### Fragmento

Los santos lo dicen: San Miguel Arcángel es el defensor de los moribundos

San Miguel es conocido como el “príncipe de los espíritus celestiales” o como “jefe o cabeza de la milicia celestial”. La Iglesia le da el más alto lugar entre los Arcángeles y desde muchos siglos atrás aparece como defensor del pueblo de Dios contra el demonio, incluso en los últimos instantes de vida.

Se dice que en una ocasión, San Anselmo contó de un religioso piadoso que recibió grandes tentaciones del demonio justo cuando estaba a punto de morir. El enemigo se le presentó acusándolo de todos los pecados que había cometido antes de su bautismo tardío, pero San Miguel Arcángel también se apareció y le respondió que todos esos pecados quedaron borrados con el Bautismo.

Luego Satanás acusó al religioso de los pecados cometidos después del bautismo y San Miguel replicó que estos fueron perdonados con la confesión general que hizo antes de profesar.

El maligno entonces lo acusó de las ofensas y negligencias de su vida religiosa, pero el Arcángel alegó que esos habían quedado perdonados por sus confesiones y por todos los buenos actos que hizo en su vida religiosa, de manera especial por la obediencia a su superior. Luego añadió que lo que le quedaba por expiar lo había hecho a través del sufrimiento de la enfermedad que el religioso vivó con resignación y paz.

Otro relato sobre la protección de San Miguel Arcángel a los moribundos se encuentra en los escritos de San Alfonso María de Ligorio, quien narró que había un hombre polaco de la nobleza que vivió por muchos años en pecado mortal y lejos de la gracia de Dios. Cuando ya estaba por morir, se encontró lleno de terror, torturado por los remordimientos y con desesperación.

No obstante, aquel hombre había sido devoto de San Miguel Arcángel y Dios, en su misericordia, permitió que el jefe de la milicia celestial se le apareciera y lo alentara al arrepentimiento. Asimismo, le dijo que había orado por él y que le había obtenido más tiempo de vida para que lograra salvarse.

Al poco rato llegaron a la casa de aquel agonizante dos sacerdotes dominicos, quienes dijeron que se les había aparecido un joven extraño pidiéndoles que fueran a ver al moribundo. Es así que el pecador se confesó con lágrimas de sincero arrepentimiento, recibió la Santa Comunión y murió reconciliado con Dios en brazos de estos dos presbíteros.

######

Instrucciones — Imprime sin cambios todo el fragmento sobre San Miguel Arcángel, desde "Otro relato sobre" hasta llegar a "que lograra salvarse.". Los registros no guardan ninguna relación con el fragmento.

### Datos disponibles

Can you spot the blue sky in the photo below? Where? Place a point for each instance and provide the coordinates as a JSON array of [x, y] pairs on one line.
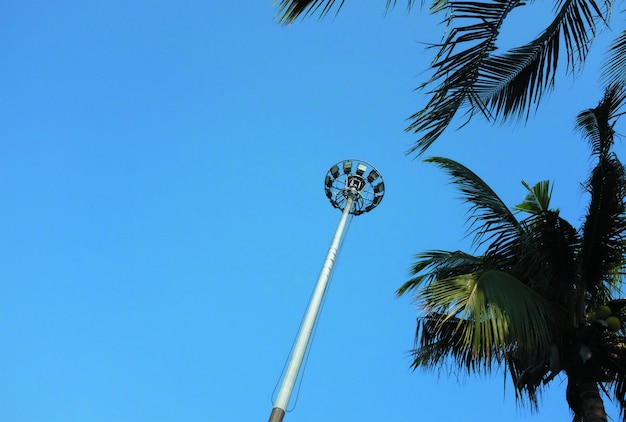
[[164, 219]]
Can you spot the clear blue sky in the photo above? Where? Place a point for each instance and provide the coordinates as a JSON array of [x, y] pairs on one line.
[[163, 219]]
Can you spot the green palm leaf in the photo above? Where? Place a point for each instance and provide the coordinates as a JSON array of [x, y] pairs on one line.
[[538, 198], [432, 265], [604, 244], [489, 217], [508, 85], [500, 315], [615, 67]]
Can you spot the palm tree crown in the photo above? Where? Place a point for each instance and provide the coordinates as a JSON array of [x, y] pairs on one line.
[[539, 300], [468, 71]]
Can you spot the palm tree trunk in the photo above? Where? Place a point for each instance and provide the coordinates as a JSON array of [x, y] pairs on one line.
[[591, 402]]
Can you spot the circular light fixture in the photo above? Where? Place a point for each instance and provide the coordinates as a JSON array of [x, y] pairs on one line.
[[354, 179]]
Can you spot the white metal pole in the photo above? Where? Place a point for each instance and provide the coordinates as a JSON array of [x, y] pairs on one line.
[[284, 394]]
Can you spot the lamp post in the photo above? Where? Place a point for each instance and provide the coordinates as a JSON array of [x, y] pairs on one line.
[[353, 192]]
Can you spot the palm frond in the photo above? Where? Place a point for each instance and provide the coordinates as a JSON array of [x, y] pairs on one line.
[[538, 198], [290, 10], [615, 66], [501, 314], [468, 74], [604, 228], [546, 259], [596, 124], [439, 264], [510, 84], [489, 217], [457, 71]]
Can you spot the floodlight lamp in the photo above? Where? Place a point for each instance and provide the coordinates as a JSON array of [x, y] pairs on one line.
[[354, 188], [372, 176]]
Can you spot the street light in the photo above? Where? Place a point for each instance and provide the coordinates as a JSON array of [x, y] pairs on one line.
[[354, 194]]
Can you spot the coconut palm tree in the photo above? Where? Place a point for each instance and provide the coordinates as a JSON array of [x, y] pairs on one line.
[[470, 73], [541, 299]]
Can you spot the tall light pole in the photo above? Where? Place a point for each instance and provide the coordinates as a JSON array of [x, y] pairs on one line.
[[350, 189]]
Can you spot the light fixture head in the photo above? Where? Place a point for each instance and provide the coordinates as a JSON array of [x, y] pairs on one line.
[[339, 187]]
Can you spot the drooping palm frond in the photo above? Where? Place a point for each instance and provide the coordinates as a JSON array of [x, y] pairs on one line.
[[538, 198], [615, 66], [432, 265], [489, 217], [512, 83], [500, 315], [456, 72], [290, 10], [467, 73], [596, 124], [604, 228], [546, 259]]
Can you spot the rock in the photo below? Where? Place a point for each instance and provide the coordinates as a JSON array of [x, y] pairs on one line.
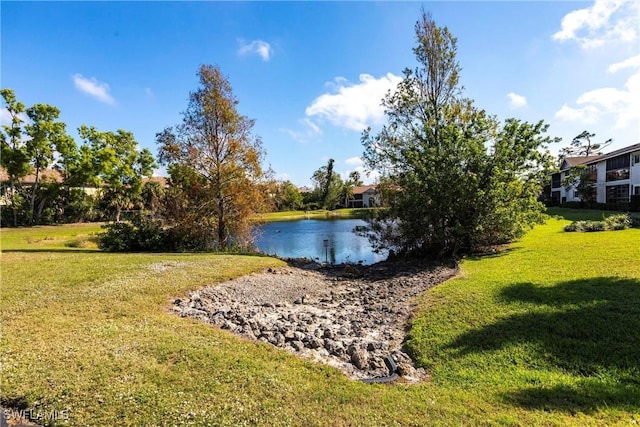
[[315, 342], [404, 369], [338, 318], [334, 347], [360, 359], [297, 345]]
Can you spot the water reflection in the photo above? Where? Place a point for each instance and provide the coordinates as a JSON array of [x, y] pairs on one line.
[[330, 241]]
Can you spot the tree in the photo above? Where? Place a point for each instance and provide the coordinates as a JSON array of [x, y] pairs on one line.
[[327, 186], [44, 135], [13, 154], [355, 179], [582, 179], [346, 192], [287, 196], [116, 164], [459, 180], [581, 146], [214, 162]]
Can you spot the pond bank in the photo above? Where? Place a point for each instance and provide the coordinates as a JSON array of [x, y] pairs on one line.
[[349, 317]]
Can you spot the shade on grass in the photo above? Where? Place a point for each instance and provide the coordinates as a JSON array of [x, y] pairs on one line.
[[543, 333]]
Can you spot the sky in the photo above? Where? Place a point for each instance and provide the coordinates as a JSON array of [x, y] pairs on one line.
[[313, 74]]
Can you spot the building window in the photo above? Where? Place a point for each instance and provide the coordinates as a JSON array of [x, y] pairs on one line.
[[617, 193], [618, 168], [617, 175], [619, 162]]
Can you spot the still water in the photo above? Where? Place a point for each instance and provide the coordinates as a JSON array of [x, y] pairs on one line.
[[330, 241]]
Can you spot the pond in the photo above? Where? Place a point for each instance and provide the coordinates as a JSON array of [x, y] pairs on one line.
[[331, 241]]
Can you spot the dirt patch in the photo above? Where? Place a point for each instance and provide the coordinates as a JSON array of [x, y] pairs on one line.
[[348, 317]]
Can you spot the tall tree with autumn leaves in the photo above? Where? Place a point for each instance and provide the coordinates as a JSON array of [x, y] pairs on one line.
[[215, 165]]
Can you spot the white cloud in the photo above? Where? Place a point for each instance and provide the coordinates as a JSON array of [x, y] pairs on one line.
[[633, 62], [5, 117], [354, 161], [258, 47], [93, 88], [605, 21], [516, 101], [309, 131], [622, 105], [354, 106]]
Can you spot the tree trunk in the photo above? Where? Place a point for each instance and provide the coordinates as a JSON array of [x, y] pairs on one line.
[[222, 227], [13, 203], [32, 202]]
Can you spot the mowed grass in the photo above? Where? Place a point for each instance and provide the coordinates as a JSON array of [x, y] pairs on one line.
[[551, 326], [544, 333]]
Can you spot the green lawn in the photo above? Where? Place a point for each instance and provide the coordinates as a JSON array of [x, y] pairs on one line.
[[544, 333]]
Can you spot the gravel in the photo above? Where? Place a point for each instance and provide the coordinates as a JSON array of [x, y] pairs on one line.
[[349, 317]]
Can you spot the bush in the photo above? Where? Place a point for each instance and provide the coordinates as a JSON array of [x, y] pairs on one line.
[[142, 234], [613, 222], [618, 222]]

######

Solución —
Otro relato sobre la protección de San Miguel Arcángel a los moribundos se encuentra en los escritos de San Alfonso María de Ligorio, quien narró que había un hombre polaco de la nobleza que vivió por muchos años en pecado mortal y lejos de la gracia de Dios. Cuando ya estaba por morir, se encontró lleno de terror, torturado por los remordimientos y con desesperación.

No obstante, aquel hombre había sido devoto de San Miguel Arcángel y Dios, en su misericordia, permitió que el jefe de la milicia celestial se le apareciera y lo alentara al arrepentimiento. Asimismo, le dijo que había orado por él y que le había obtenido más tiempo de vida para que lograra salvarse.